Exercise details> Return, exactly as written, all lines from the line containing "Practice. Find the woman's hand" to the end of the entries below, with both ends included.

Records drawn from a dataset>

[Start of section]

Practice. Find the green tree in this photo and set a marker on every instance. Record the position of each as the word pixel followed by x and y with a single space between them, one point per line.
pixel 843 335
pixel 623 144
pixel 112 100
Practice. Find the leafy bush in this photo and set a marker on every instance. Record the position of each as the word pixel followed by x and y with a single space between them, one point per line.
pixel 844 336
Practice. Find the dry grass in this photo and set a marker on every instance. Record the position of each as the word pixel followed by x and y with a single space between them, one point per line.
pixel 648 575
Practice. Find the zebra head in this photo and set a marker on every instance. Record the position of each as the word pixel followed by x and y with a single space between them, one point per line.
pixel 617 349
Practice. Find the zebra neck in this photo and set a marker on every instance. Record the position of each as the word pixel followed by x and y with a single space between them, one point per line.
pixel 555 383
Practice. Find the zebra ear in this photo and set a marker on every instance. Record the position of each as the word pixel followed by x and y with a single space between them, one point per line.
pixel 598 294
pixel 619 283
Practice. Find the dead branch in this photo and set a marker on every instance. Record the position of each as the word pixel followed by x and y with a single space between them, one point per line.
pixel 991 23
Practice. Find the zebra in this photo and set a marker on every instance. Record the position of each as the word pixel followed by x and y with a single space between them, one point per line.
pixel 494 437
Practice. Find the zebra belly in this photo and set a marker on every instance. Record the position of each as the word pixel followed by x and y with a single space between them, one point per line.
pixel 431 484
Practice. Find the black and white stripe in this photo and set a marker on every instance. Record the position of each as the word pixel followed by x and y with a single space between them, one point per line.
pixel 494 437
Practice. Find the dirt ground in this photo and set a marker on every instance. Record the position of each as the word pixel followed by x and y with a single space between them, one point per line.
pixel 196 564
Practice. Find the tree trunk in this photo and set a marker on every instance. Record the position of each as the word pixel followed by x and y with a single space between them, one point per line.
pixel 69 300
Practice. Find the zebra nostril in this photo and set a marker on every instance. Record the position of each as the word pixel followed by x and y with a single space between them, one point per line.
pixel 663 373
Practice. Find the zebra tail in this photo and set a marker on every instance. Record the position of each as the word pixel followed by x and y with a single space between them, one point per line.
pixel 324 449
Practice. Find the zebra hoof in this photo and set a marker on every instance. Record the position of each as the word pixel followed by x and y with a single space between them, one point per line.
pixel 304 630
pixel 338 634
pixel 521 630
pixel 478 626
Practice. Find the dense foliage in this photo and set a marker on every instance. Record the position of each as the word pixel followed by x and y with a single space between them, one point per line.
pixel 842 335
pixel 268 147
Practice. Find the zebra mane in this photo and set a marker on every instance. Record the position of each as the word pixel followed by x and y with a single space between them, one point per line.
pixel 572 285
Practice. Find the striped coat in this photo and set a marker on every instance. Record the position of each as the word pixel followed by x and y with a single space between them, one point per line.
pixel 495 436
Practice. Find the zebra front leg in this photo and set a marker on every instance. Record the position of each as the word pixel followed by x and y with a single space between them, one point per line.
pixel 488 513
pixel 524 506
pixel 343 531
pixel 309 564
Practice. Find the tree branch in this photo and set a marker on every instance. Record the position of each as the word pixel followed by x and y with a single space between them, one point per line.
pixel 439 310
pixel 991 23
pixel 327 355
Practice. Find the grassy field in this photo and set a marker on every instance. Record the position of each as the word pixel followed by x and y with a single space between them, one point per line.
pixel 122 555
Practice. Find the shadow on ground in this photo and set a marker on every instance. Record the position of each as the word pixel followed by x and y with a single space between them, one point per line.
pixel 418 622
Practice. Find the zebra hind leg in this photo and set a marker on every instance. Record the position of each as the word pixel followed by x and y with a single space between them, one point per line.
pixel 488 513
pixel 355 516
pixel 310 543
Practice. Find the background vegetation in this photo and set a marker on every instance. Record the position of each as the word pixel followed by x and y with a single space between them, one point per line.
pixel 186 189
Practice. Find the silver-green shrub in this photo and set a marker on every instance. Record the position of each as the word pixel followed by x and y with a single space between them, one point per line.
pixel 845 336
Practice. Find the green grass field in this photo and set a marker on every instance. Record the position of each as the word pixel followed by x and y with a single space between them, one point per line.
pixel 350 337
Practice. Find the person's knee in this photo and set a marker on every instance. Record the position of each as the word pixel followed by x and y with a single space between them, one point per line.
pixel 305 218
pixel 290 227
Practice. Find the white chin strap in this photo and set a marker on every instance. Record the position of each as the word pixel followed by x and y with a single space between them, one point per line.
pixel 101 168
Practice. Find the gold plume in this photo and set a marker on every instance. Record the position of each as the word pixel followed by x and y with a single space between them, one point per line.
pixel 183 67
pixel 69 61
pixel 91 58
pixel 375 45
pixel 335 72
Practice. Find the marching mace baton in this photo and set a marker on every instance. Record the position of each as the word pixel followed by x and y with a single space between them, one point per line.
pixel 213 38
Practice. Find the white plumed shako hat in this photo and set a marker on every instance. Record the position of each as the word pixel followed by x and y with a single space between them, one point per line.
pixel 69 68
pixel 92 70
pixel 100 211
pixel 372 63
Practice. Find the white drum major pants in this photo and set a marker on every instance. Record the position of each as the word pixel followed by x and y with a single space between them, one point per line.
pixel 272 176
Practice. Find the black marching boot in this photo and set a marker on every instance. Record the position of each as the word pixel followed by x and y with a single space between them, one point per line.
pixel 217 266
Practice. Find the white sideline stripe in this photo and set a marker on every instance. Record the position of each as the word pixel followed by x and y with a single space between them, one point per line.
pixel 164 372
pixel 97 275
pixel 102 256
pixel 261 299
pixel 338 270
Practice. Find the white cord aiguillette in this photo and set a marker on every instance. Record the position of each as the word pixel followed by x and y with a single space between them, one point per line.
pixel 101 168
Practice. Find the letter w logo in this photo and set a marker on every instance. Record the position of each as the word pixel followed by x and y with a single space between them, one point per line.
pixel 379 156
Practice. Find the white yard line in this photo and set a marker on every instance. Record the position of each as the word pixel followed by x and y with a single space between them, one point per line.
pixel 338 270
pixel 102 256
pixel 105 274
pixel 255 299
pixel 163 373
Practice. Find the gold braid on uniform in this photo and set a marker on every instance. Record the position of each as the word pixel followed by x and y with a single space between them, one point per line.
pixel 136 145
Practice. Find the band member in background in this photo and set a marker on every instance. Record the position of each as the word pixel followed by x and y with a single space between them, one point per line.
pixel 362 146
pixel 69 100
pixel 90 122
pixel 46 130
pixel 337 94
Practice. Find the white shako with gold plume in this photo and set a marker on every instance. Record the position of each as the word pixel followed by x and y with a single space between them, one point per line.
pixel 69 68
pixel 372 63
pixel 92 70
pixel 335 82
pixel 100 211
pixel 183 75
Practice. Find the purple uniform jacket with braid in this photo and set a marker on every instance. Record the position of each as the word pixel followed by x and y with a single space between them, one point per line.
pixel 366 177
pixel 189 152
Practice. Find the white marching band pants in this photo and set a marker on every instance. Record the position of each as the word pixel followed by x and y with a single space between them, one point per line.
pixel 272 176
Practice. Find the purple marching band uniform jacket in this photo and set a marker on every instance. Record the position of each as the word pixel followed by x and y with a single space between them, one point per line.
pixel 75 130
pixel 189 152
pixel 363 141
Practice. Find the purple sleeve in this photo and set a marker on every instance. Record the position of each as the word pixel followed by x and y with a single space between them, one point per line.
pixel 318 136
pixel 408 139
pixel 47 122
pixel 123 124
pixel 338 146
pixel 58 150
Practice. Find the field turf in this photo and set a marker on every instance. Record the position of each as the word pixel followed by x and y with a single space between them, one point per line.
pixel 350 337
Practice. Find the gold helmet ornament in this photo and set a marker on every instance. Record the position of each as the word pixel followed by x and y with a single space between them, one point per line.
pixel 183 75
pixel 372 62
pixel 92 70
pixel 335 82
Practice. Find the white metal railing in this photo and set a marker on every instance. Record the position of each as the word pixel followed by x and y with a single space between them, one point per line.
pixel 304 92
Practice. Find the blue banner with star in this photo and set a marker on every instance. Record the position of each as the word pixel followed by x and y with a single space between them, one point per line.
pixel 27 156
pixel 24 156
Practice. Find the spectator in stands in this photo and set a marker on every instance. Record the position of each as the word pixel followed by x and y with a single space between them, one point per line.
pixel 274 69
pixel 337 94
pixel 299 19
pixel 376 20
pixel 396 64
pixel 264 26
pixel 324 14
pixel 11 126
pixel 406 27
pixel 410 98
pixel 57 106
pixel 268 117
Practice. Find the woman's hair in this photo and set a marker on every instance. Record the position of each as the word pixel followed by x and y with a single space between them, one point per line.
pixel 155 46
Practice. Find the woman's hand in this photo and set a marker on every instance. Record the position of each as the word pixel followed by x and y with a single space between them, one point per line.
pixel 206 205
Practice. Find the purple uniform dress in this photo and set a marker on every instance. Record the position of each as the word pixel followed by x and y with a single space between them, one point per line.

[End of section]

Exercise answer>
Practice. Find the woman's hand in this photo and set a marker on every instance. Record the position of each as the word pixel followed by x and y with a single space between them, one point per line.
pixel 206 205
Practice. Find the purple uniform dress in this photo and set a marker on every instance. Record the position of each as the word pixel followed by x and y with a single space between them, one point per line.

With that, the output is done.